* _TASK OBJECTIVE_: Every entry in the data below needs to be repeated exactly.

++++ SOURCE MATERIAL

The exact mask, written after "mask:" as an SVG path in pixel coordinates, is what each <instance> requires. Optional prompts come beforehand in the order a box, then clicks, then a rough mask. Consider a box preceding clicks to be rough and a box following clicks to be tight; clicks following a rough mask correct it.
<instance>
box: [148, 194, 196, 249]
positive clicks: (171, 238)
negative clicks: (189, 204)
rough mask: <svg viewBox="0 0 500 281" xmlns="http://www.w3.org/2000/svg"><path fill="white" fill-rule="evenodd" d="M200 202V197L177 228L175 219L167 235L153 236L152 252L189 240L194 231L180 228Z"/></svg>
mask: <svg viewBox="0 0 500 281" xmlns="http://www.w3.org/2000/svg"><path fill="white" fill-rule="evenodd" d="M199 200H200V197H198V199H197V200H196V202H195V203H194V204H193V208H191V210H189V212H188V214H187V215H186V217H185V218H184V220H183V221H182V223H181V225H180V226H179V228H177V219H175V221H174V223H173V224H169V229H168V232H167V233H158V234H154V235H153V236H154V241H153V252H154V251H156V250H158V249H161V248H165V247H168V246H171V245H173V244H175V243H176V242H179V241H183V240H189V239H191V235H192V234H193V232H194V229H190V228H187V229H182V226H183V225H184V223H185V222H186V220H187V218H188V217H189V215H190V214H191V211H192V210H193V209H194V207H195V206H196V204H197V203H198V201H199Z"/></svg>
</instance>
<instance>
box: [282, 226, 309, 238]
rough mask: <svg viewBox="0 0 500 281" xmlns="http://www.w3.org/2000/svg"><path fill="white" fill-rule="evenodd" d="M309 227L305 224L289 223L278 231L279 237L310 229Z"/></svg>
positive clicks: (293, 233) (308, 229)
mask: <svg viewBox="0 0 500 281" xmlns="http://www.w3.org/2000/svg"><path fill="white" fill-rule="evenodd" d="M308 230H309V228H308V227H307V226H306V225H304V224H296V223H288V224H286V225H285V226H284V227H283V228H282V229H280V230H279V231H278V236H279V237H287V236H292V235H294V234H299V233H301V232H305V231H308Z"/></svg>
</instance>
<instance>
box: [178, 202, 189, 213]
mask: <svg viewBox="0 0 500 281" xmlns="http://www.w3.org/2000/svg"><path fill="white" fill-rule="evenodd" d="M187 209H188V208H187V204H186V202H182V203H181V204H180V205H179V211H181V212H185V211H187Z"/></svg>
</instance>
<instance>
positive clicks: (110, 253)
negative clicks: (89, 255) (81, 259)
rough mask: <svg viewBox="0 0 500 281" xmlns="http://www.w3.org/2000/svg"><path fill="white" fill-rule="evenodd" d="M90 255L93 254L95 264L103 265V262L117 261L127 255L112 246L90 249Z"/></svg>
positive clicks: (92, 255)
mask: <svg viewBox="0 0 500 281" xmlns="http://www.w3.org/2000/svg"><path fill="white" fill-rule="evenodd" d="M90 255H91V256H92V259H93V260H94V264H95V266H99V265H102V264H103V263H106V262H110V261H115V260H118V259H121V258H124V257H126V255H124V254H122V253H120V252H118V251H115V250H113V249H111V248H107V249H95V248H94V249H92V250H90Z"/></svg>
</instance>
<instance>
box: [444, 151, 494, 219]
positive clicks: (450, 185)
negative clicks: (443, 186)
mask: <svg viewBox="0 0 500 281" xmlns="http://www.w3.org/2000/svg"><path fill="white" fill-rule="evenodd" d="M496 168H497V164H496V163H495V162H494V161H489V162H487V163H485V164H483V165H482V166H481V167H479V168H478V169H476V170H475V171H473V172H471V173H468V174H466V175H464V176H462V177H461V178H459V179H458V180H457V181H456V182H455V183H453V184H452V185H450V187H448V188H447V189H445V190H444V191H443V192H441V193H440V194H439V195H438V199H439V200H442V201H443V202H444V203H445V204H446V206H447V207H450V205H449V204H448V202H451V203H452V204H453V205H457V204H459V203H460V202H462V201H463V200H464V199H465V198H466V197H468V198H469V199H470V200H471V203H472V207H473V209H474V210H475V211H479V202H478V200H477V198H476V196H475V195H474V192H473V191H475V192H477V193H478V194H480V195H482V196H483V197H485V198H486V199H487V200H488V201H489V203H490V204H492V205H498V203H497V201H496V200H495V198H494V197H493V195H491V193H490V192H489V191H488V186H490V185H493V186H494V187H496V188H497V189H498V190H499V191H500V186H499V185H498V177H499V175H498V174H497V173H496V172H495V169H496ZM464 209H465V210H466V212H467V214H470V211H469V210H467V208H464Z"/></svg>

++++++++

* _RESPONSE TO THIS EXERCISE_:
The exact mask, written after "mask:" as an SVG path in pixel coordinates, is what each <instance> requires. Optional prompts come beforehand in the order a box, then clicks, then a rough mask. Consider a box preceding clicks to be rough and a box following clicks to be tight; clicks following a rough mask correct it.
<instance>
box: [148, 194, 196, 249]
positive clicks: (171, 238)
negative clicks: (189, 204)
rough mask: <svg viewBox="0 0 500 281" xmlns="http://www.w3.org/2000/svg"><path fill="white" fill-rule="evenodd" d="M200 202V197L177 228L175 219L167 235L153 236L152 252L189 240L194 231L180 228Z"/></svg>
mask: <svg viewBox="0 0 500 281" xmlns="http://www.w3.org/2000/svg"><path fill="white" fill-rule="evenodd" d="M199 200H200V197H198V199H197V200H196V202H195V203H194V204H193V208H191V210H189V212H188V214H187V215H186V217H185V218H184V220H183V221H182V223H181V225H180V226H179V228H177V219H175V221H174V223H173V224H169V229H168V232H167V233H158V234H154V235H153V236H154V241H153V252H154V251H156V250H158V249H161V248H165V247H168V246H171V245H173V244H175V243H176V242H179V241H183V240H189V239H191V235H192V234H193V232H194V229H190V228H187V229H182V226H183V225H184V223H185V222H186V220H187V218H188V217H189V215H190V214H191V211H192V210H193V209H194V207H195V206H196V204H197V203H198V201H199Z"/></svg>
</instance>
<instance>
box: [282, 226, 309, 238]
rough mask: <svg viewBox="0 0 500 281" xmlns="http://www.w3.org/2000/svg"><path fill="white" fill-rule="evenodd" d="M309 227L305 224L289 223L278 231L279 237L310 229Z"/></svg>
positive clicks: (293, 233) (308, 229)
mask: <svg viewBox="0 0 500 281" xmlns="http://www.w3.org/2000/svg"><path fill="white" fill-rule="evenodd" d="M308 230H309V228H308V227H307V226H306V225H304V224H296V223H288V224H286V225H285V226H284V227H283V228H282V229H280V230H279V231H278V236H279V237H287V236H292V235H294V234H299V233H301V232H305V231H308Z"/></svg>
</instance>
<instance>
box: [178, 202, 189, 213]
mask: <svg viewBox="0 0 500 281" xmlns="http://www.w3.org/2000/svg"><path fill="white" fill-rule="evenodd" d="M187 209H188V208H187V204H186V202H182V203H181V204H180V205H179V211H181V212H185V211H187Z"/></svg>
</instance>
<instance>
positive clicks: (110, 253)
negative clicks: (89, 255) (81, 259)
rough mask: <svg viewBox="0 0 500 281" xmlns="http://www.w3.org/2000/svg"><path fill="white" fill-rule="evenodd" d="M90 255L93 254L95 264L103 265V262L117 261L127 255L112 246L90 249Z"/></svg>
positive clicks: (92, 255)
mask: <svg viewBox="0 0 500 281" xmlns="http://www.w3.org/2000/svg"><path fill="white" fill-rule="evenodd" d="M90 255H91V256H92V259H93V260H94V264H95V266H99V265H102V264H103V263H106V262H110V261H115V260H118V259H121V258H124V257H126V255H124V254H122V253H120V252H118V251H115V250H113V249H111V248H107V249H95V248H94V249H92V250H90Z"/></svg>
</instance>
<instance>
box: [444, 151, 494, 219]
positive clicks: (450, 185)
negative clicks: (443, 186)
mask: <svg viewBox="0 0 500 281" xmlns="http://www.w3.org/2000/svg"><path fill="white" fill-rule="evenodd" d="M496 168H497V164H496V163H495V162H494V161H489V162H487V163H485V164H483V165H482V166H481V167H479V168H478V169H476V170H475V171H473V172H471V173H468V174H466V175H464V176H462V177H461V178H459V179H458V180H457V181H456V182H455V183H453V184H452V185H450V187H448V188H447V189H445V190H444V191H443V192H441V193H440V194H439V195H438V199H439V200H442V201H443V202H444V203H445V204H446V206H447V207H450V205H449V204H448V202H451V203H452V204H453V205H457V204H459V203H460V202H462V201H463V200H464V199H465V198H466V197H468V198H469V199H470V200H471V203H472V207H473V209H474V210H475V211H479V202H478V200H477V198H476V196H475V195H474V192H473V191H475V192H477V193H478V194H480V195H482V196H483V197H485V198H486V199H487V200H488V201H489V203H490V204H492V205H498V203H497V201H496V200H495V198H494V197H493V195H491V193H490V192H489V191H488V186H490V185H493V186H494V187H496V188H497V189H498V190H499V191H500V186H499V185H498V177H499V175H498V174H497V173H496V172H495V169H496ZM464 209H465V210H466V212H467V214H470V211H469V210H467V208H464Z"/></svg>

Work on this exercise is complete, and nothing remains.